_The request_. Copy out every line of the data below that contains the string "window", matching case exactly.

Contour annotation records:
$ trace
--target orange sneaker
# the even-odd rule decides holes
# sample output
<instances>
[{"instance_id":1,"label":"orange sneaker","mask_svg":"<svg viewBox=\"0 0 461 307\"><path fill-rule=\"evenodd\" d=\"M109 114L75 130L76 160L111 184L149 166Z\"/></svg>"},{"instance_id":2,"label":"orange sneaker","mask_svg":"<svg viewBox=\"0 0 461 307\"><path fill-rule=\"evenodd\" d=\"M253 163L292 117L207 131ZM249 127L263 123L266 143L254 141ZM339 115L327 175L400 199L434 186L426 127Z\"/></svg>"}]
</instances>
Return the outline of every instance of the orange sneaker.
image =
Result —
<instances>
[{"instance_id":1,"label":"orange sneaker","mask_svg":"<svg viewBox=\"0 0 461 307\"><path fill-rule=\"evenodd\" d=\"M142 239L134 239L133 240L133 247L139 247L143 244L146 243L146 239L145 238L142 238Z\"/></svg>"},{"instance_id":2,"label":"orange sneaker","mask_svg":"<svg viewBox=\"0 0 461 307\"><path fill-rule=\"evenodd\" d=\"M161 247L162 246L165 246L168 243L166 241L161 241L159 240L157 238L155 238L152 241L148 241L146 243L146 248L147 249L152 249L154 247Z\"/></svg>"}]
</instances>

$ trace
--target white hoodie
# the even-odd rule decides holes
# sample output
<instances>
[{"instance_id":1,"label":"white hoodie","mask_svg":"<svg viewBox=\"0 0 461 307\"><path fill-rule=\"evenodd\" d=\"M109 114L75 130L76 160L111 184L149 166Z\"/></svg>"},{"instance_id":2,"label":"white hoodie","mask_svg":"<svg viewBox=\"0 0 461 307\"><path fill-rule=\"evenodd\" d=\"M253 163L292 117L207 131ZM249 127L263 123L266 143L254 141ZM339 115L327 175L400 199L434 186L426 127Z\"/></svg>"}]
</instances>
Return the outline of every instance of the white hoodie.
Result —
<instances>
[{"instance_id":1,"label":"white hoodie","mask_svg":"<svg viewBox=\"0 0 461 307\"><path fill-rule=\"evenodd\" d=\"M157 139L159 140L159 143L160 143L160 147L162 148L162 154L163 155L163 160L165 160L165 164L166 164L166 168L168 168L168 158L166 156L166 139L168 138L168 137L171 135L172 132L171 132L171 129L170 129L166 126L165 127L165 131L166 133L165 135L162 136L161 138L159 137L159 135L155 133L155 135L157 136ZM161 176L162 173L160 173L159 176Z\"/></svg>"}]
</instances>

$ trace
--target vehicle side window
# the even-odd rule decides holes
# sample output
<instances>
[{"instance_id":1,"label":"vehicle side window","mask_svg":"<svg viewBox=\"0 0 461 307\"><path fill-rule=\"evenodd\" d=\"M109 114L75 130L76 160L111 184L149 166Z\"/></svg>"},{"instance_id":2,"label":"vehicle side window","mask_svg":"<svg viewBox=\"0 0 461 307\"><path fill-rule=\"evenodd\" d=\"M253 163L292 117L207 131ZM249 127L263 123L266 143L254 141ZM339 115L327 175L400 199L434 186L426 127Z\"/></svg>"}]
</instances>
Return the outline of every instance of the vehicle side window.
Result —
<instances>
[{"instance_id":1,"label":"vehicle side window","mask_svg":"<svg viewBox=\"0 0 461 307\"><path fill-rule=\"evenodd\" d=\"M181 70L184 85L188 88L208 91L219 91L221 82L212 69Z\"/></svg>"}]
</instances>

_Completed task_.
--target vehicle side window
[{"instance_id":1,"label":"vehicle side window","mask_svg":"<svg viewBox=\"0 0 461 307\"><path fill-rule=\"evenodd\" d=\"M109 114L75 130L76 160L111 184L149 166Z\"/></svg>"},{"instance_id":2,"label":"vehicle side window","mask_svg":"<svg viewBox=\"0 0 461 307\"><path fill-rule=\"evenodd\" d=\"M253 163L292 117L207 131ZM249 127L263 123L266 143L254 141ZM339 115L327 175L400 199L434 186L426 127Z\"/></svg>"}]
Return the outline of every instance of the vehicle side window.
[{"instance_id":1,"label":"vehicle side window","mask_svg":"<svg viewBox=\"0 0 461 307\"><path fill-rule=\"evenodd\" d=\"M181 70L184 85L188 88L208 91L219 91L221 82L212 69Z\"/></svg>"}]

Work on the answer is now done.